用JAVA实现一个爬虫,爬取知乎的上的内容(代码已无法使用)

在学习JAVA的过程中写的一个程序,处理上还是有许多问题,爬简单的页面还行,复杂的就要跪.
爬取内容主要使用URLConnection请求获得页面内容,使用正则匹配页面内容获得所需的信息存入文件,使用正则寻找这个页面中可访问的URL,使用队列存储未访问的URL和已访问的URL。另外,由于没有用到第三方包,所以不需要去下载新的jar包,如果遇到报错,可能是快捷导入的包错了,改过来就好了。

还是直接上代码吧。

public class MainTest {
/*
 * author:luo bangliu
 * SCUT
 * */
    public static void main(String[] args) {
        // TODO Auto-generated method stub
        String url="http://www.zhihu.com/explore/recommendations";
        String result=Spider.SendGet(url);
        }
        Spider.getTarget(result);

    }
}

public class Spider {
    static String getEdit="question_link.+?>(.+?)<";
    static String getUrl="<h2>.+?question_link.+?href=\"(.+?)\".+?</h2>";
    static String getDeepUrl="question_link.+?href=\"(.+?)\"";
    static String SendGet(String url){
        String result="";
        System.out.println("SendGet正在抓取:"+url);
        BufferedReader in=null;
        try{
            URL realUrl=new URL(url);
            URLConnection connection=realUrl.openConnection();
            connection.connect();
            in=new BufferedReader(new InputStreamReader(
                    connection.getInputStream(),"UTF-8"));
            String line;
            while((line=in.readLine())!=null)

提取信息 —
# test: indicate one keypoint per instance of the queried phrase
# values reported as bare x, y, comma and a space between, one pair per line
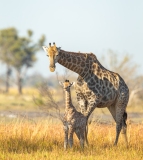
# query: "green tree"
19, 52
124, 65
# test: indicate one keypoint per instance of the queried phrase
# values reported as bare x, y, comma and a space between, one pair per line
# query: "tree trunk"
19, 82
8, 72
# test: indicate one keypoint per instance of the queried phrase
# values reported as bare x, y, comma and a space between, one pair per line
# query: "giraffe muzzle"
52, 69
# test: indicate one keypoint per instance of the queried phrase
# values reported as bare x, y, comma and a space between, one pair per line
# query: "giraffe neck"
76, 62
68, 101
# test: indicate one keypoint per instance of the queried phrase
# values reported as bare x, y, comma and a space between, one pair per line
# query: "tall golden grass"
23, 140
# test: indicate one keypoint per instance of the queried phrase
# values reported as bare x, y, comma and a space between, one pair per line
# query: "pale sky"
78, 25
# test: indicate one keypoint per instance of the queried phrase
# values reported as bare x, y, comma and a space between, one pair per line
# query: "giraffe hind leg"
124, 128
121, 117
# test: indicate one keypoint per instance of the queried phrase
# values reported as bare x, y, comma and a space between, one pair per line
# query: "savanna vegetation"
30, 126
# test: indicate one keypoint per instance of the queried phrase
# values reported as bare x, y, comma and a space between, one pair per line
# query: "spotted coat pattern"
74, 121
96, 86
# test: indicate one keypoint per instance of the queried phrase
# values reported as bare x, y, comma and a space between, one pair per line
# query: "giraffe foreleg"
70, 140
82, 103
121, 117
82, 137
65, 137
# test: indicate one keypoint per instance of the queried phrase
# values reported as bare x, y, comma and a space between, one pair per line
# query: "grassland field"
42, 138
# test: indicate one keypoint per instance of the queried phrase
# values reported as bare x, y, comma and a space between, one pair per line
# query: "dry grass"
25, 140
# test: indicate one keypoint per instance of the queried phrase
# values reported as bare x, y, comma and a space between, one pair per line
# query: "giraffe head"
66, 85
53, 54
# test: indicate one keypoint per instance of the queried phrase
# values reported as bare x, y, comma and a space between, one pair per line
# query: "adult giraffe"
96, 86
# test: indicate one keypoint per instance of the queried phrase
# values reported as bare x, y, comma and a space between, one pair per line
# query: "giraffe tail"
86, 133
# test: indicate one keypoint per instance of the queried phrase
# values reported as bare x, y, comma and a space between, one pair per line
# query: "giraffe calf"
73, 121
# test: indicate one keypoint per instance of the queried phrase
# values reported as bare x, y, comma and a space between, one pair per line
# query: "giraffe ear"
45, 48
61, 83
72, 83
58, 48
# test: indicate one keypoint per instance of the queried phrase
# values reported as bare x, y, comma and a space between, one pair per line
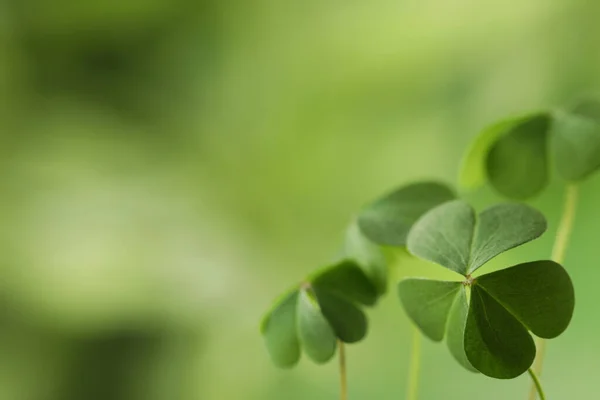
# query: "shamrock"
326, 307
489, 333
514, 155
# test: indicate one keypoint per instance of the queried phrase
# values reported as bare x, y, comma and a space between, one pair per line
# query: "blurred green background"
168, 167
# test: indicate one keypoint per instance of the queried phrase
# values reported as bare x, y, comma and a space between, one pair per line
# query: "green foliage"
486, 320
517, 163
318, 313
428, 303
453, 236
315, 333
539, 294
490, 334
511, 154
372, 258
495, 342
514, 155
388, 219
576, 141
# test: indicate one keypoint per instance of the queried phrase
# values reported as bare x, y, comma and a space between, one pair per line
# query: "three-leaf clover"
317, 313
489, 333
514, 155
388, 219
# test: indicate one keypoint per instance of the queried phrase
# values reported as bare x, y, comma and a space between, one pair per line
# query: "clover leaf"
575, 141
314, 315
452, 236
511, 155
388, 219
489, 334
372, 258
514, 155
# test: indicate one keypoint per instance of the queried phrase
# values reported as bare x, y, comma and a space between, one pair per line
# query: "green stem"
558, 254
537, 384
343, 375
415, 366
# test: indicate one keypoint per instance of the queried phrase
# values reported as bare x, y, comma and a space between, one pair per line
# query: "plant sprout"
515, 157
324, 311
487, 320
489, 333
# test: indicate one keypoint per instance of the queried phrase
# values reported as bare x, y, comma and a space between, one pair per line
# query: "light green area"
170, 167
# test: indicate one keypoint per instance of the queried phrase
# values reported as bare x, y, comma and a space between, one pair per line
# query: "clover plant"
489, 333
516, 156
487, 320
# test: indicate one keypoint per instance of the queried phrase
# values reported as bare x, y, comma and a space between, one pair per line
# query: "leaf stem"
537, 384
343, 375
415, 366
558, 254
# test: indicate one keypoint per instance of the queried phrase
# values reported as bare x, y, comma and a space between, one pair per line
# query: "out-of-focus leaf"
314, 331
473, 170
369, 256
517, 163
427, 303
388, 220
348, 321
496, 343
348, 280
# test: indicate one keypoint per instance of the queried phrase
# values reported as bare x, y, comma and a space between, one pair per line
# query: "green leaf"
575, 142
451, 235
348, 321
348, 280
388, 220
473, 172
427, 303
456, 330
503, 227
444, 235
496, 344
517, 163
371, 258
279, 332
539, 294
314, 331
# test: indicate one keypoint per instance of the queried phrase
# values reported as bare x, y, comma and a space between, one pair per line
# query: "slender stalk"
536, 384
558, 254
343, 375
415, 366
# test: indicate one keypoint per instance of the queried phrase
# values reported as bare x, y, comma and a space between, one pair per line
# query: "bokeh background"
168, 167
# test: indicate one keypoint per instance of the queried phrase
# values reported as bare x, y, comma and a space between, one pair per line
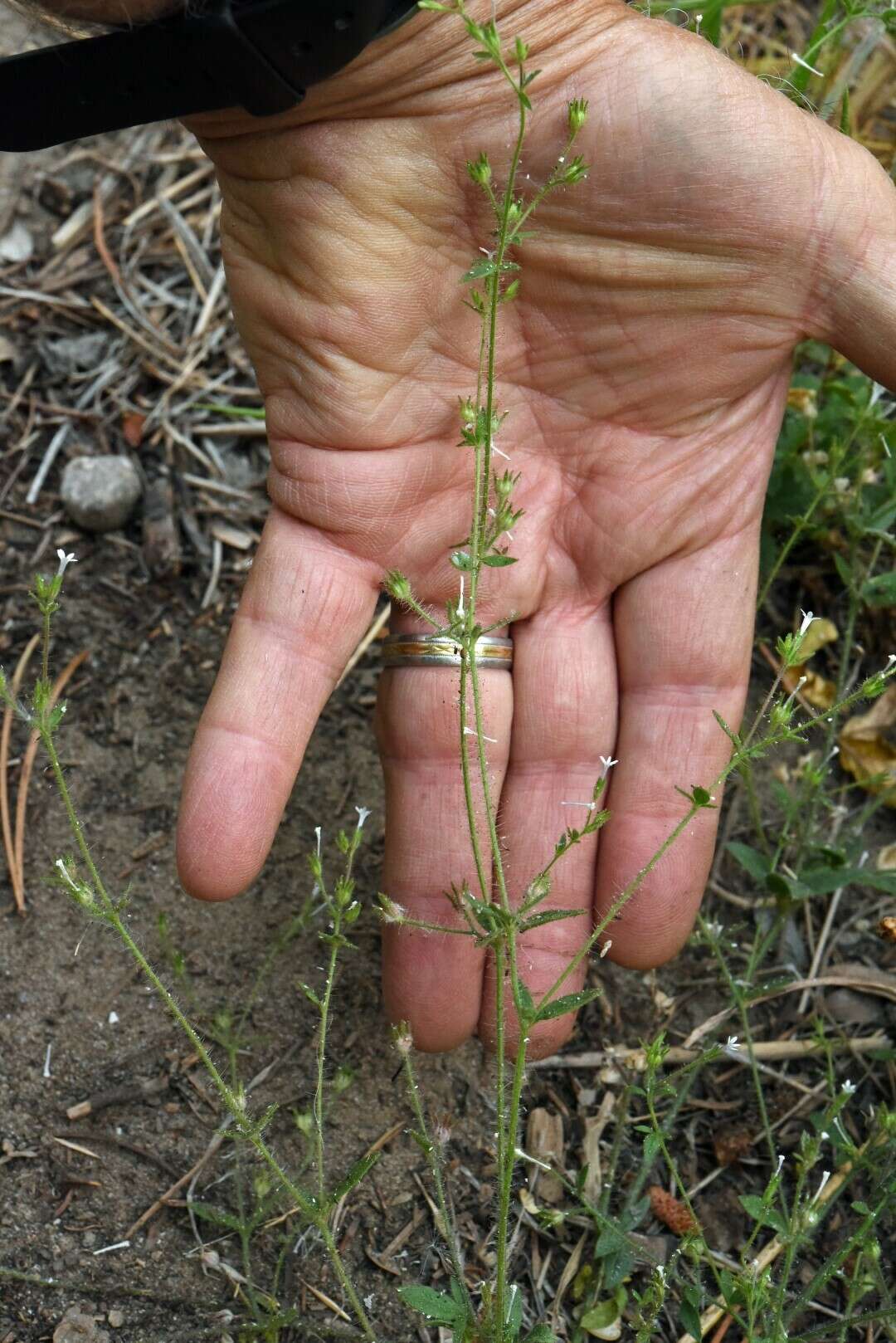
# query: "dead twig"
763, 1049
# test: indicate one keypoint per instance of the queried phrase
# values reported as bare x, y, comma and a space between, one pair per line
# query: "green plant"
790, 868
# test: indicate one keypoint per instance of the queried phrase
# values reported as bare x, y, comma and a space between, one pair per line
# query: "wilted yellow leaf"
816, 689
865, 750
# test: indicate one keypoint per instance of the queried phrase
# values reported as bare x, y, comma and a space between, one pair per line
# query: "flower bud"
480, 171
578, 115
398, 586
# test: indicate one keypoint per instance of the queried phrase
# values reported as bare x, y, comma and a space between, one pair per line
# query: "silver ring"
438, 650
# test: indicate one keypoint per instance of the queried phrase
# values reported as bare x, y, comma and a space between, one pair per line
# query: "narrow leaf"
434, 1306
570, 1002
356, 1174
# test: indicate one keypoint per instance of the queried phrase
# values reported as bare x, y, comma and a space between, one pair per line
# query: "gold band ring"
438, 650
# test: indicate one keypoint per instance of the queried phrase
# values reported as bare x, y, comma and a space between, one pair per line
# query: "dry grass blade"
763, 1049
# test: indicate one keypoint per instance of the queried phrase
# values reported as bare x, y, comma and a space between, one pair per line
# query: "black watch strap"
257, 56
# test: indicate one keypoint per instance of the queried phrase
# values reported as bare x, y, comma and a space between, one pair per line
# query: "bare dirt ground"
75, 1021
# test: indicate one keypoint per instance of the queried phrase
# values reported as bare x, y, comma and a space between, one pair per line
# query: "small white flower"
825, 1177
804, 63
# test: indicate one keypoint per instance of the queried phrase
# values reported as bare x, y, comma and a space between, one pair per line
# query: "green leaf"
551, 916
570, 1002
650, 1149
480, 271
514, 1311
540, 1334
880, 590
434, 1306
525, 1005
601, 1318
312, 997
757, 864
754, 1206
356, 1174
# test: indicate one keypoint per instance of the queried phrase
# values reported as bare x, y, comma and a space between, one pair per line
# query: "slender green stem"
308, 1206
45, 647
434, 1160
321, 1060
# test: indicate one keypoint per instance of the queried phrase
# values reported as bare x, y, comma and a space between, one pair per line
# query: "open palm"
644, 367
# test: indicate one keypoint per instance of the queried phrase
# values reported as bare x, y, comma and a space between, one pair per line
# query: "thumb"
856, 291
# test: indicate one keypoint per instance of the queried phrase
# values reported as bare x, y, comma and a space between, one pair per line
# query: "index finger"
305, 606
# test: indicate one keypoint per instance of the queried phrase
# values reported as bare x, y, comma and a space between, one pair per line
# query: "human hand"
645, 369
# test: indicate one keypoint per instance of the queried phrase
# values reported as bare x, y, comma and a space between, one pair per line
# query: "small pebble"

作答要求 —
1. 根据知乎爬虫一文,分行回答下列问题:
(a) 程序用什么请求获得页面内容?
(b) 作者称为何不需要下载新的jar包?
(c) main方法中给变量url赋的是哪个地址?
2. 列出知乎爬虫一文中Spider类定义的全部静态字符串变量名。
3. 请续写知乎爬虫一文中的代码,从末尾的while语句之后写起。

参考答案 —
1.
(a) URLConnection请求。
(b) 因为没有用到第三方包。
(c) http://www.zhihu.com/explore/recommendations

2. getEdit、getUrl、getDeepUrl

3.
            {
                result+=line;
            }
        }
        catch (Exception e) {
            // TODO: handle exception
            System.out.println("Spider get error:"+url);
            e.printStackTrace();
        }
        finally{
            try{
                if(in!=null)
                    in.close();
            }catch(Exception e)
            {
                e.printStackTrace();
            }

        }
        return result;
    }
    static ArrayList<Zhihu> getRec(String content)
    {
        ArrayList<Zhihu>result=new ArrayList<Zhihu>();
        Zhihu zhihuTmp=new Zhihu();
        Pattern pattern=Pattern.compile(getUrl);
        Matcher matcher=pattern.matcher(content);
        while(matcher.find())
        {
            zhihuTmp.init(matcher.group(1));
            result.add(zhihuTmp);
        }
        return result;
    }
    static String getRealUrl(String url)
    {
        String ret = "http://www.zhihu.com/explore/recommendations";
        Pattern pattern=Pattern.compile("question/(.*?)/");
        Matcher matcher=pattern.matcher(url);
        if(matcher.find())
            ret="http://www.zhihu.com/question/"+matcher.group(1);
        else if(url.length()<25){
            ret="http://www.zhihu.com"+url;
        }
        return ret;
    }
    static void getTarget(String content){

        SpiderQueue queue=new SpiderQueue();
        Pattern pattern=Pattern.compile(getUrl);
        Matcher matcher=pattern.matcher(content);
        Zhihu tmp=new Zhihu();
        while(matcher.find())
        {
            queue.addUnvisitedUrl(matcher.group(1));
            System.out.println("from recommendations:"+matcher.group(1));
        }
        while(!queue.unVisitedUrlsEmpty())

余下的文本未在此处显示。